# Hemp Growers?



## azmike

We have been talking about alternative crops that would be capable of cross referencing our hay equipment. Hemp looks like it has tons of varied uses and markets, feed rope and cloths etc. It is not legal to grow in our state because of a 1971 law linking it closley to marijuana.

Do any of you grow or have knowledge of legal hemp production? We also heard of a plant in Texas that duplicates rubber as in rubber trees from the jungle?? Just thinkin'


----------



## Teslan

azmike said:


> We have been talking about alternative crops that would be capable of cross referencing our hay equipment. Hemp looks like it has tons of varied uses and markets, feed rope and cloths etc. It is not legal to grow in our state because of a 1971 law linking it closley to marijuana.
> 
> Do any of you grow or have knowledge of legal hemp production? We also heard of a plant in Texas that duplicates rubber as in rubber trees from the jungle?? Just thinkin'


I've looked into it also. And I'm in a state where it is legal. However at this time I don't think it is cost effective as there are no supporting businesses to support it. I don't feel inovative enough to do that. I think it's about half capable of cross referencing with hay equipment. I guess it is if you just plan on the fiber, but not if you want the seeds. Seeds is another thing. I think it is really tricky to even buy them. You can't just go to your local seed seller and order some hemp seeds. There was a guy in Southeastern Colorado that grew some a couple years ago. The pictures of his fields looked really bad. Like one plant every 4 sqft or so and the rest weeds. But man the hippies sure volunteered to help him harvest it.

--*--

◆ **Exercise goal**:
Reproduce word for word the stretch of the hemp forum thread from "I've looked into" through "him harvest it.".

◆ **Annotation data for object locations**:
--*--

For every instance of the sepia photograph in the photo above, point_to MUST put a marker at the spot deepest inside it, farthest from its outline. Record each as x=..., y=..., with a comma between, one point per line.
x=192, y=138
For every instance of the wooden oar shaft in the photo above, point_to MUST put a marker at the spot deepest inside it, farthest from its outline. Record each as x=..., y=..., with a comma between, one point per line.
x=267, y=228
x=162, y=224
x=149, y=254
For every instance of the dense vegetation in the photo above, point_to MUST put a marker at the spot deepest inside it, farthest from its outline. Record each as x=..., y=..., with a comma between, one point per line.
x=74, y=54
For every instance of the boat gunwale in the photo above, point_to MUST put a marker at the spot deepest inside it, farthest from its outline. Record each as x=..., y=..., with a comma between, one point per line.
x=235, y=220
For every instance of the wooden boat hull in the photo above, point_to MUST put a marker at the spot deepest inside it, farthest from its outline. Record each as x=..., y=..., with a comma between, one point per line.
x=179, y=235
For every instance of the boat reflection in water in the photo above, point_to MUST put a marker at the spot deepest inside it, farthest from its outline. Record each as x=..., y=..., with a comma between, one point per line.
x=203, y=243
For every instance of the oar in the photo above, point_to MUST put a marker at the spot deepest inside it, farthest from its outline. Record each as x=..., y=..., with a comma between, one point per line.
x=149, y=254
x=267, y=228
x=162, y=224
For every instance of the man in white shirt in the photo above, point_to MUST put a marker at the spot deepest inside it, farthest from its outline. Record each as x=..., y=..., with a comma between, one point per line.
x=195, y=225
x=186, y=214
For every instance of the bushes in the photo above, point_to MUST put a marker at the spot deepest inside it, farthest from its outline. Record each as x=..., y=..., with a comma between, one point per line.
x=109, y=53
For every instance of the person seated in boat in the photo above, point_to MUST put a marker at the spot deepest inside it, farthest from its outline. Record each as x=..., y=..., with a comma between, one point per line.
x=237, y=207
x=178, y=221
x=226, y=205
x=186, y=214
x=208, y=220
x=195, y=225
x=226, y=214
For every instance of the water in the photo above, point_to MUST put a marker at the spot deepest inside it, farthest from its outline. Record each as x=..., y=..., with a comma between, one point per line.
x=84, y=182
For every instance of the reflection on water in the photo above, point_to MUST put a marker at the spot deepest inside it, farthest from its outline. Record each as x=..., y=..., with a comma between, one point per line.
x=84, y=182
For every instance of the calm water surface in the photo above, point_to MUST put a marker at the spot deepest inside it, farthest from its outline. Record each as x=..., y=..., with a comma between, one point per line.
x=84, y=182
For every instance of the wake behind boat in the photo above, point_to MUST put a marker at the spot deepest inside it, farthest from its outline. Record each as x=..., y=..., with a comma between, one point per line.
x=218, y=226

--*--

◆ **Output for this exercise**:
I've looked into it also. And I'm in a state where it is legal. However at this time I don't think it is cost effective as there are no supporting businesses to support it. I don't feel inovative enough to do that. I think it's about half capable of cross referencing with hay equipment. I guess it is if you just plan on the fiber, but not if you want the seeds. Seeds is another thing. I think it is really tricky to even buy them. You can't just go to your local seed seller and order some hemp seeds. There was a guy in Southeastern Colorado that grew some a couple years ago. The pictures of his fields looked really bad. Like one plant every 4 sqft or so and the rest weeds. But man the hippies sure volunteered to help him harvest it.